• STATED TASK: Rewrite the entries below with "reports" changed to "returns" wherever it occurs, keeping every other word the same, and omit the pictures from your copy.

Data entries
----

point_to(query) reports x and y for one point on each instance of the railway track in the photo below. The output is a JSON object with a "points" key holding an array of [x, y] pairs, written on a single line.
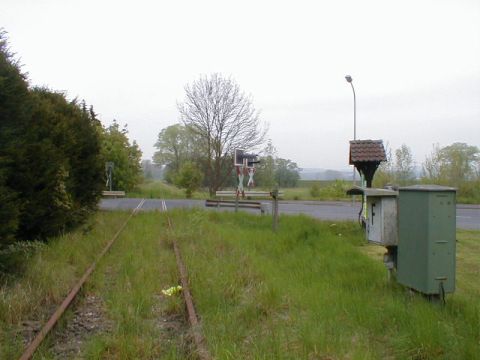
{"points": [[201, 349]]}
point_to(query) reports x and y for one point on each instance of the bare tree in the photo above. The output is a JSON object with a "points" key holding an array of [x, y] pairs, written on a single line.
{"points": [[224, 118]]}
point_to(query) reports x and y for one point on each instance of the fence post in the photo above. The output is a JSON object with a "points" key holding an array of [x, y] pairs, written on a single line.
{"points": [[275, 208]]}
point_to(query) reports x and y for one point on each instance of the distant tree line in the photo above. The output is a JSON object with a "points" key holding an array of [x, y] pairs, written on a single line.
{"points": [[52, 157], [456, 165]]}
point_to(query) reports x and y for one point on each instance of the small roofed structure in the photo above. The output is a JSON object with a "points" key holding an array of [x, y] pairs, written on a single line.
{"points": [[366, 156]]}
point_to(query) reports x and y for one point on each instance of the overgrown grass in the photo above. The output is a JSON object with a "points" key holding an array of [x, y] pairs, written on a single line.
{"points": [[129, 280], [162, 190], [311, 292], [45, 277]]}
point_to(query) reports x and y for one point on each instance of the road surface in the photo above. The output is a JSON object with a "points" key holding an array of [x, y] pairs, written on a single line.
{"points": [[468, 216]]}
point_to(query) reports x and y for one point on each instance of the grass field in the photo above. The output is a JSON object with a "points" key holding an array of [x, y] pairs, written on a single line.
{"points": [[135, 321], [313, 290]]}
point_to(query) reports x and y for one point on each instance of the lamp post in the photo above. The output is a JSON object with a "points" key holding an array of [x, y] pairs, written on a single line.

----

• EXERCISE SOLUTION:
point_to(query) returns x and y for one point on each instance of the railway track in the photo below. The output is a JSON object with a "points" key holding an array of [x, y] pairs, written on a single line.
{"points": [[201, 349]]}
point_to(query) returns x and y for one point on each instance of the bare tree in the photo above. The output is a JSON object with a "points" key holding an array of [x, y] pairs, written on a single line.
{"points": [[224, 118]]}
point_to(query) returns x and y for one point on each instance of the fence post in the photo above. The output is a JSON object with a "points" key holding an array of [x, y] pairs, written on a single line.
{"points": [[275, 208]]}
point_to(query) returns x and y for one point on each instance of the distant tree line in the photo above. The output is a JSON object with a "points" key holding an array of [x, y] pairs, written on a single line.
{"points": [[52, 157], [456, 165]]}
point_to(query) returns x and y for one point on each instance of the small roofed structure in the photo above. The output is a JSON object with a "points" key holding an array of [x, y] pairs, written on a single line.
{"points": [[366, 156]]}
point_to(query) returns x and y for one point on each instance of the overgrown grass in the photo above. The output is a JSON object with a "points" key holding an array of [x, y] pairs, written on a single line.
{"points": [[129, 280], [162, 190], [311, 292], [45, 277]]}
point_to(query) returns x and y for one point on each instance of the road surface in the photo above. The output is a JSON object with a "points" key holding an array of [x, y] pairs, written on a single line.
{"points": [[468, 216]]}
point_to(query) returns x and y for one point on each instance of the grass field in the photo above. The output is a JSON object with a "points" key holding an array of [x, y] pairs, written on a single line.
{"points": [[135, 321], [313, 290]]}
point_to(query) returns x and y for one point on each instance of the lamp post in the photo above. The output is a JSON object with a "points" key holding an array of [x, y] pairs, written on a single line.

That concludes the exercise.